# REQUIRED TASK
Update the entries below by replacing each occurrence of "evenodd" with "nonzero" and leaving all other text unchanged. Omit the pictures from your version.

# DATA EXTRACT
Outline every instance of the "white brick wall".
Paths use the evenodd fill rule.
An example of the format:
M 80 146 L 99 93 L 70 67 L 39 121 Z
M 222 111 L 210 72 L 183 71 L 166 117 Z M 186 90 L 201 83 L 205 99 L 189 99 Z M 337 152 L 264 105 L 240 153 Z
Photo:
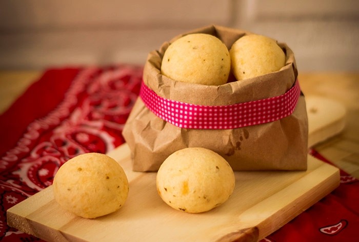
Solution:
M 0 68 L 142 65 L 164 41 L 211 24 L 287 43 L 300 71 L 359 71 L 353 0 L 2 0 Z

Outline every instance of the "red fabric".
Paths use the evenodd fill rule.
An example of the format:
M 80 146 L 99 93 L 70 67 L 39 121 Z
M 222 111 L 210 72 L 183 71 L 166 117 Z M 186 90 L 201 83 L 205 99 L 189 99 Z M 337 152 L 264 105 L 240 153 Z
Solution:
M 314 150 L 311 154 L 331 164 Z M 359 181 L 340 174 L 337 188 L 261 242 L 359 241 Z
M 69 158 L 124 142 L 142 75 L 132 66 L 49 70 L 0 116 L 0 240 L 37 240 L 9 227 L 6 210 L 51 184 Z M 341 174 L 338 188 L 262 241 L 358 241 L 359 182 Z
M 0 240 L 37 239 L 9 227 L 6 210 L 51 185 L 69 158 L 124 143 L 142 78 L 132 66 L 50 70 L 0 116 Z
M 291 114 L 301 93 L 299 82 L 270 98 L 221 106 L 196 105 L 158 96 L 142 83 L 139 96 L 156 116 L 180 128 L 236 129 L 271 122 Z

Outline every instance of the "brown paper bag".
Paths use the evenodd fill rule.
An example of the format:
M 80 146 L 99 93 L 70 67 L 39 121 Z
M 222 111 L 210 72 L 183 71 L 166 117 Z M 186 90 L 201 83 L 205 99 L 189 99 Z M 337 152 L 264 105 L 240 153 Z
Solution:
M 229 49 L 248 32 L 211 26 L 188 33 L 216 36 Z M 195 105 L 222 106 L 268 98 L 285 93 L 296 79 L 294 54 L 279 44 L 286 54 L 280 71 L 257 77 L 219 86 L 177 82 L 161 74 L 162 57 L 170 43 L 150 53 L 143 74 L 144 83 L 158 95 Z M 156 116 L 136 100 L 123 134 L 131 152 L 133 169 L 157 171 L 175 151 L 187 147 L 203 147 L 224 157 L 234 170 L 303 170 L 307 168 L 308 119 L 305 102 L 300 96 L 292 114 L 276 121 L 232 129 L 178 128 Z

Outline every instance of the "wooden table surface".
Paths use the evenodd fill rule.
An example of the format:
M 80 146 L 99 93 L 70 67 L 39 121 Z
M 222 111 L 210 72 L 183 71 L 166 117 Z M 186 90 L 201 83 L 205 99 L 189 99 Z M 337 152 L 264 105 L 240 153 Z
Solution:
M 42 73 L 41 70 L 0 70 L 0 114 Z M 359 73 L 303 73 L 298 78 L 306 96 L 330 98 L 347 108 L 344 131 L 314 148 L 338 167 L 359 178 Z

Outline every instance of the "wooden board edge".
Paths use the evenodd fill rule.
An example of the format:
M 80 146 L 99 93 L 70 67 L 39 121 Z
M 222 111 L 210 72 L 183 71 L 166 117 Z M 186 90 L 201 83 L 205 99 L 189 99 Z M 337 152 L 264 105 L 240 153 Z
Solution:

# THE RESPONSE
Outline every instance of the "white brick wall".
Paths use the nonzero fill rule.
An example of the format:
M 80 146 L 99 93 L 70 67 L 39 121 Z
M 222 111 L 210 72 L 183 71 L 166 117 Z M 186 90 L 201 83 L 205 99 L 189 99 Z M 337 152 L 264 105 L 240 153 Z
Photo:
Solution:
M 0 68 L 142 65 L 164 41 L 211 24 L 287 43 L 300 71 L 359 71 L 353 0 L 2 0 Z

Outline every instance of the "red fabric".
Paths use the nonzero fill rule.
An example of the format:
M 80 146 L 99 93 L 70 67 L 39 121 Z
M 222 111 L 210 72 L 183 71 L 166 117 Z M 186 90 L 201 83 L 205 99 L 189 99 Z M 337 152 L 264 105 L 240 153 Z
Solution:
M 314 150 L 311 154 L 331 164 Z M 359 181 L 340 174 L 337 188 L 261 242 L 359 241 Z
M 69 158 L 124 142 L 142 75 L 132 66 L 49 70 L 0 116 L 0 240 L 37 240 L 9 227 L 6 210 L 51 184 Z M 341 174 L 338 188 L 262 241 L 358 241 L 359 182 Z
M 0 240 L 37 239 L 9 227 L 6 210 L 51 185 L 69 158 L 124 143 L 142 78 L 132 66 L 50 70 L 0 116 Z
M 291 114 L 301 93 L 299 82 L 270 98 L 221 106 L 196 105 L 158 96 L 142 83 L 139 96 L 156 116 L 180 128 L 236 129 L 271 122 Z

Outline every instance of the "brown paper bag".
Paths use the nonzero fill rule.
An example of the format:
M 80 146 L 99 93 L 70 67 L 39 121 Z
M 222 111 L 210 72 L 183 71 L 166 117 Z M 186 90 L 201 83 L 205 99 L 189 99 Z M 337 152 L 264 105 L 240 153 Z
Solution:
M 229 49 L 248 32 L 211 26 L 188 33 L 216 36 Z M 195 105 L 222 106 L 268 98 L 285 93 L 296 79 L 294 54 L 279 44 L 286 54 L 280 71 L 257 77 L 219 86 L 177 82 L 161 74 L 162 57 L 170 43 L 150 53 L 143 74 L 144 83 L 158 95 Z M 156 116 L 136 100 L 123 134 L 131 152 L 133 169 L 157 171 L 175 151 L 187 147 L 203 147 L 224 157 L 234 170 L 303 170 L 307 168 L 308 119 L 305 102 L 300 96 L 292 114 L 276 121 L 232 129 L 178 128 Z

Outline every instance of the "wooden table surface".
Paths use the nonzero fill rule.
An example of the format:
M 80 146 L 99 93 L 70 67 L 39 121 Z
M 222 111 L 210 72 L 183 71 L 166 117 Z M 186 90 L 201 83 L 205 99 L 189 99 Z M 337 152 L 264 105 L 240 153 Z
Solution:
M 42 73 L 41 70 L 0 70 L 0 114 Z M 359 73 L 303 73 L 298 78 L 306 96 L 330 98 L 347 108 L 344 131 L 314 148 L 338 167 L 359 178 Z

Outline every instance of the "wooden board edge".
Paths use the nonzero fill rule.
An example of the format:
M 80 146 L 99 93 L 70 67 L 39 121 Z
M 222 111 L 210 72 L 183 71 L 166 117 Z M 186 90 L 201 83 L 205 99 L 189 99 Z M 337 152 L 264 105 L 240 153 Z
Solution:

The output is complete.